Input for this task:
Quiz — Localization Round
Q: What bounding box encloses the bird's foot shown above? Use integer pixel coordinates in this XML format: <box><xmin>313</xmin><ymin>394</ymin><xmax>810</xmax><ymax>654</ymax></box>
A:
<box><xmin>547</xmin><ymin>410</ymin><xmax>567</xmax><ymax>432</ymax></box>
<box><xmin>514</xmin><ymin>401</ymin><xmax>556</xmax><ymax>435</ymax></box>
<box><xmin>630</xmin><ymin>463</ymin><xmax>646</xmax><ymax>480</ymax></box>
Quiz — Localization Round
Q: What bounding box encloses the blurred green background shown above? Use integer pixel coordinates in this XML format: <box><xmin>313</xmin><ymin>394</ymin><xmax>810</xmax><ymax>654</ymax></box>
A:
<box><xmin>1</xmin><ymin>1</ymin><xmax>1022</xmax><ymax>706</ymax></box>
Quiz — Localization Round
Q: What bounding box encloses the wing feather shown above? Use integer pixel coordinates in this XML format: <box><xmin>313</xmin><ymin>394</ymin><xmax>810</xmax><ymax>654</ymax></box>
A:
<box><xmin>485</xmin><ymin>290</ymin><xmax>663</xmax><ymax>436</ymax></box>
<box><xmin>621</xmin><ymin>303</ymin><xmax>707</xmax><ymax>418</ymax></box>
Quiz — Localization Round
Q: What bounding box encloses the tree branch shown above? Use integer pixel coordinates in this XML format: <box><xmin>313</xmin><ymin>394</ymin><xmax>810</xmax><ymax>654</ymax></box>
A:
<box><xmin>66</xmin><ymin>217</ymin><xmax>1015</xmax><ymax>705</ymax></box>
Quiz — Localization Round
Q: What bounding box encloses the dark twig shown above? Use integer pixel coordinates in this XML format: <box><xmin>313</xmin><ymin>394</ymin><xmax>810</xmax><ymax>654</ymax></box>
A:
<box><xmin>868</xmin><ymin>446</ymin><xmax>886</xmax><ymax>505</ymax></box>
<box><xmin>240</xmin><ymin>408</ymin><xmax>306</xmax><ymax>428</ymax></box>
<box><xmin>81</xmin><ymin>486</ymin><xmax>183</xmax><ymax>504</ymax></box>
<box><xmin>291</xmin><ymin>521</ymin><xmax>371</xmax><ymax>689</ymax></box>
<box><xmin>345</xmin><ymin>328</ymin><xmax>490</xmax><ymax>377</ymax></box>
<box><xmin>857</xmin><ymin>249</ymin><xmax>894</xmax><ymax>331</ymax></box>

Prompt: Retype every entry word for word.

Task response:
Quiz — Localization Round
Q: What bounding box encloses the bird's foot shown above? Use integer pixel coordinates in this XML format: <box><xmin>313</xmin><ymin>394</ymin><xmax>810</xmax><ymax>654</ymax></box>
A:
<box><xmin>547</xmin><ymin>410</ymin><xmax>567</xmax><ymax>432</ymax></box>
<box><xmin>514</xmin><ymin>401</ymin><xmax>556</xmax><ymax>435</ymax></box>
<box><xmin>630</xmin><ymin>463</ymin><xmax>646</xmax><ymax>480</ymax></box>
Quiz — Localization Round
Q: What bounding box encloses the blurred green background shown above? Use integer pixel coordinates in this XML format: <box><xmin>313</xmin><ymin>394</ymin><xmax>810</xmax><ymax>654</ymax></box>
A:
<box><xmin>1</xmin><ymin>1</ymin><xmax>1022</xmax><ymax>706</ymax></box>
Quiz — Localization Round
Q: What bounding box encloses the wing feather shown above? Use integer pixel coordinates in this XML format: <box><xmin>313</xmin><ymin>394</ymin><xmax>810</xmax><ymax>654</ymax></box>
A:
<box><xmin>485</xmin><ymin>290</ymin><xmax>663</xmax><ymax>436</ymax></box>
<box><xmin>621</xmin><ymin>303</ymin><xmax>707</xmax><ymax>418</ymax></box>
Quiz — Localization Round
Q: What bounding box encloses the tree branch shown above? Use integer pixel coordinates in this XML format: <box><xmin>313</xmin><ymin>394</ymin><xmax>810</xmax><ymax>654</ymax></box>
A:
<box><xmin>66</xmin><ymin>217</ymin><xmax>1015</xmax><ymax>705</ymax></box>
Quiz — Localization Round
Q: What bounding box encloses the dark twig shown above? Use integer pixel coordinates in this XML format: <box><xmin>313</xmin><ymin>394</ymin><xmax>810</xmax><ymax>654</ymax></box>
A:
<box><xmin>868</xmin><ymin>446</ymin><xmax>886</xmax><ymax>505</ymax></box>
<box><xmin>240</xmin><ymin>408</ymin><xmax>306</xmax><ymax>428</ymax></box>
<box><xmin>81</xmin><ymin>486</ymin><xmax>183</xmax><ymax>504</ymax></box>
<box><xmin>291</xmin><ymin>521</ymin><xmax>371</xmax><ymax>689</ymax></box>
<box><xmin>345</xmin><ymin>328</ymin><xmax>490</xmax><ymax>377</ymax></box>
<box><xmin>857</xmin><ymin>249</ymin><xmax>894</xmax><ymax>331</ymax></box>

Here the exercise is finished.